**Description of the task**
Please select every line of the data that contains the word "item" and copy those lines.
**** Material for the task
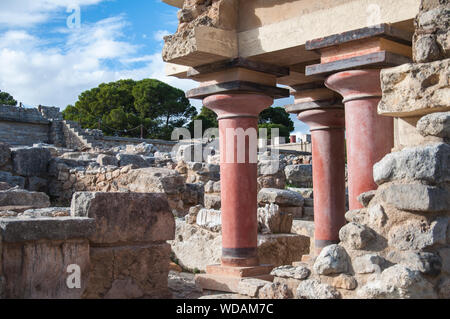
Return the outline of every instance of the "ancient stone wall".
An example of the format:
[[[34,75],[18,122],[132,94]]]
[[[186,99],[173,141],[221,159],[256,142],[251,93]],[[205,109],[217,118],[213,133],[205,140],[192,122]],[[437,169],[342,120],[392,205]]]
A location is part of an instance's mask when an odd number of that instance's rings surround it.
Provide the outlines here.
[[[37,109],[0,106],[0,142],[33,145],[49,142],[50,121]]]

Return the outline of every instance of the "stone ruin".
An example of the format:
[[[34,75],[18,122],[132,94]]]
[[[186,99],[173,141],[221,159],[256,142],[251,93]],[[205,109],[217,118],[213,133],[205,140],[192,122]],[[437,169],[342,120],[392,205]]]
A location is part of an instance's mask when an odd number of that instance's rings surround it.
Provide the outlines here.
[[[211,53],[196,55],[198,27],[219,29],[223,36],[234,32],[233,14],[227,20],[223,13],[235,12],[236,4],[184,4],[178,32],[166,39],[163,56],[180,63],[185,56],[211,58]],[[240,212],[244,218],[255,208],[254,229],[230,233],[228,198],[245,192],[230,190],[236,179],[222,173],[227,168],[219,165],[218,150],[206,162],[192,162],[185,157],[191,145],[178,148],[173,158],[175,143],[105,137],[43,106],[0,107],[0,298],[449,299],[448,17],[448,2],[422,1],[414,63],[381,70],[382,92],[369,92],[367,100],[376,102],[379,115],[394,118],[395,143],[385,138],[388,151],[362,163],[362,169],[352,158],[345,167],[334,156],[344,151],[344,108],[336,94],[314,87],[320,94],[308,94],[326,96],[314,100],[296,87],[296,104],[287,111],[311,126],[313,156],[258,154],[256,178],[245,185],[254,187],[250,206],[256,205]],[[180,39],[191,45],[180,46]],[[373,70],[355,74],[361,85],[366,76],[370,85],[376,82]],[[346,95],[342,87],[348,79],[340,80],[326,84]],[[251,89],[261,95],[257,86]],[[235,92],[227,103],[270,102]],[[221,107],[220,99],[198,96],[211,108]],[[359,106],[367,106],[359,98]],[[351,112],[351,98],[345,99],[345,112]],[[235,121],[250,117],[246,111]],[[21,130],[30,135],[11,133]],[[383,141],[374,139],[377,143]],[[359,146],[361,155],[371,145]],[[329,152],[321,153],[322,147]],[[354,196],[358,183],[367,180],[369,189]],[[325,212],[342,216],[326,221]],[[246,239],[245,231],[255,232],[250,238],[256,239],[255,250],[246,255],[239,244],[227,250],[224,242],[236,234]],[[240,274],[221,279],[223,269]]]

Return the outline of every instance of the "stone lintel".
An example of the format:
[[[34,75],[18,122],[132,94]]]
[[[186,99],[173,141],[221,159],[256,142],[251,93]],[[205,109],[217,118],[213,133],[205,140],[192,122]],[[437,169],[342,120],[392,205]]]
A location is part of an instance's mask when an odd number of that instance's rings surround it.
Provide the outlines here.
[[[194,67],[238,56],[236,31],[197,26],[168,36],[165,41],[165,62]]]
[[[301,112],[318,109],[320,110],[343,109],[344,105],[336,100],[327,100],[327,101],[314,101],[314,102],[290,104],[286,105],[284,108],[287,113],[299,114]]]
[[[383,23],[367,28],[356,29],[348,32],[333,34],[324,38],[318,38],[306,42],[305,49],[321,50],[343,43],[382,37],[397,43],[411,46],[413,34],[407,30],[395,28],[389,24]]]
[[[410,63],[411,59],[388,51],[380,51],[306,67],[306,75],[330,75],[354,69],[382,69]]]
[[[276,86],[269,86],[247,81],[231,81],[192,89],[186,92],[186,97],[189,99],[204,99],[207,96],[215,94],[239,93],[259,93],[268,95],[275,99],[286,98],[290,95],[288,89],[283,89]]]
[[[222,275],[231,277],[254,277],[270,274],[272,265],[260,265],[253,267],[231,267],[223,265],[208,265],[206,266],[206,273],[210,275]]]
[[[92,218],[0,218],[0,238],[9,243],[82,239],[89,237],[94,231],[95,220]]]
[[[289,68],[281,67],[277,65],[255,62],[242,57],[228,59],[216,63],[204,64],[197,67],[192,67],[187,71],[188,77],[196,77],[199,75],[215,73],[230,68],[243,68],[251,71],[257,71],[261,73],[267,73],[276,77],[282,77],[289,75]]]

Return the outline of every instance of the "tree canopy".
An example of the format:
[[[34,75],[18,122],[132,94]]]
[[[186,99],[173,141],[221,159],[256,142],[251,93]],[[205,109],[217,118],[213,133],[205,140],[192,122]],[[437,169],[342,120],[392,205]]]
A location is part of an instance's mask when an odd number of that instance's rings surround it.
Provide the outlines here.
[[[217,115],[210,109],[202,107],[199,115],[192,118],[192,122],[189,123],[188,128],[193,136],[194,134],[194,121],[202,121],[203,132],[208,128],[218,127]],[[289,138],[290,133],[295,129],[294,122],[289,117],[282,107],[270,107],[265,109],[259,115],[258,128],[267,129],[267,138],[271,139],[271,129],[278,128],[279,135],[285,138]]]
[[[0,105],[16,106],[17,101],[14,100],[14,98],[9,93],[2,92],[2,90],[0,90]]]
[[[102,83],[81,93],[75,105],[63,111],[64,119],[106,135],[170,139],[173,129],[197,115],[182,90],[155,79]]]

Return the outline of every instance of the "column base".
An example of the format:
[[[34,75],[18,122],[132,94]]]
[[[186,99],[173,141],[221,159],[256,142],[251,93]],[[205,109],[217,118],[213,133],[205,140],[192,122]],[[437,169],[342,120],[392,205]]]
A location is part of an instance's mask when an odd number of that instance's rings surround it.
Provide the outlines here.
[[[195,276],[195,284],[204,290],[238,293],[239,283],[244,279],[273,281],[272,265],[253,267],[206,266],[206,274]]]

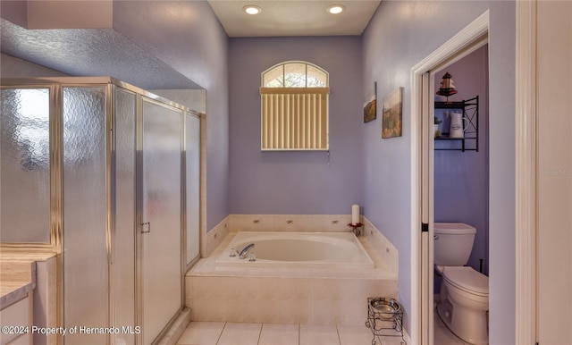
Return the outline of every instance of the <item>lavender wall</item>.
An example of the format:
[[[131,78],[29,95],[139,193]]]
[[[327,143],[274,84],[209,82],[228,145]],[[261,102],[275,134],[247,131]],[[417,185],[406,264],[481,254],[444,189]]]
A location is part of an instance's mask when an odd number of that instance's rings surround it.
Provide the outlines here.
[[[383,1],[363,35],[364,85],[378,97],[404,88],[403,137],[381,139],[364,124],[365,215],[400,252],[400,299],[411,310],[411,68],[490,10],[490,342],[515,340],[515,4]],[[415,224],[416,227],[417,224]],[[407,324],[412,316],[408,316]],[[415,316],[416,318],[417,316]]]
[[[442,75],[448,72],[453,76],[458,91],[449,97],[450,101],[479,97],[479,151],[434,153],[434,219],[435,222],[466,223],[476,228],[468,265],[478,271],[479,259],[483,259],[485,274],[489,272],[488,63],[485,46],[437,72],[434,85],[435,90],[438,89]],[[435,96],[435,101],[444,100],[444,97]],[[435,109],[435,114],[440,116],[445,112],[445,109]],[[437,288],[439,282],[435,280]]]
[[[327,153],[260,150],[260,73],[303,60],[330,73]],[[231,38],[230,44],[231,214],[340,215],[362,203],[361,38]]]

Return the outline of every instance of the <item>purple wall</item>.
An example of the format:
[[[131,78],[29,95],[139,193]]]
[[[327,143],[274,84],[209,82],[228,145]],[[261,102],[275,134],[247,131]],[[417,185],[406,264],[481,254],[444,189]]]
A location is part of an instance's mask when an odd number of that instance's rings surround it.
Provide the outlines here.
[[[359,37],[231,38],[231,214],[343,215],[362,203]],[[327,153],[260,150],[260,74],[291,60],[330,73]]]
[[[115,1],[114,29],[206,89],[206,229],[229,215],[228,37],[206,1]]]
[[[363,130],[364,213],[400,252],[399,294],[411,310],[411,68],[490,11],[490,342],[515,337],[515,3],[383,1],[363,35],[364,86],[383,98],[404,88],[403,137],[380,138],[379,119]],[[459,80],[460,81],[460,80]],[[408,316],[406,325],[410,324]]]
[[[489,272],[489,102],[488,47],[483,46],[435,74],[435,90],[450,72],[458,91],[450,101],[479,97],[479,151],[435,151],[435,222],[466,223],[476,228],[468,265]],[[435,101],[445,97],[435,96]],[[435,109],[435,114],[444,109]],[[440,143],[438,143],[440,144]]]

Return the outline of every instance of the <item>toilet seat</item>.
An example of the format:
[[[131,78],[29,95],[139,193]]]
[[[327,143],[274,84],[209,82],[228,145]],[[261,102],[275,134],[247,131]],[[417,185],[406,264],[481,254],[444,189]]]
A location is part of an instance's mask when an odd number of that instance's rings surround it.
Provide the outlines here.
[[[489,278],[470,266],[446,266],[443,278],[450,285],[472,295],[489,297]]]

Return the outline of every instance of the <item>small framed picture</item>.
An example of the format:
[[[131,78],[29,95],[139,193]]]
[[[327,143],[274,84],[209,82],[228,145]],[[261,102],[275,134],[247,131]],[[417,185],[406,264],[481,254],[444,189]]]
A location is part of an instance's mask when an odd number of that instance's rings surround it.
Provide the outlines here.
[[[383,98],[383,114],[382,115],[383,139],[401,136],[402,88],[396,88]]]

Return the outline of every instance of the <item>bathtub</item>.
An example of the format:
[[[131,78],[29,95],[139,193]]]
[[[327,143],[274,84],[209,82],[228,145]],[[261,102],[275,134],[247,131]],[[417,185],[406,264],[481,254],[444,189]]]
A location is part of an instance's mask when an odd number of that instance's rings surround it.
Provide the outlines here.
[[[248,254],[256,261],[239,256],[254,243]],[[224,267],[374,268],[374,262],[353,232],[240,231],[214,262]]]

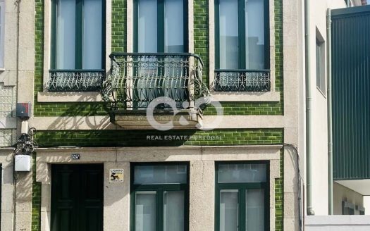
********
**Expected answer**
Return the outline of every instance of the <item>lavender wall</item>.
Return the outline of every instance of the <item>purple wall</item>.
Return the outline of every instance of the <item>toilet seat</item>.
Return the outline of every instance of the <item>small framed picture</item>.
Return the outline of every instance of the <item>bathtub</item>.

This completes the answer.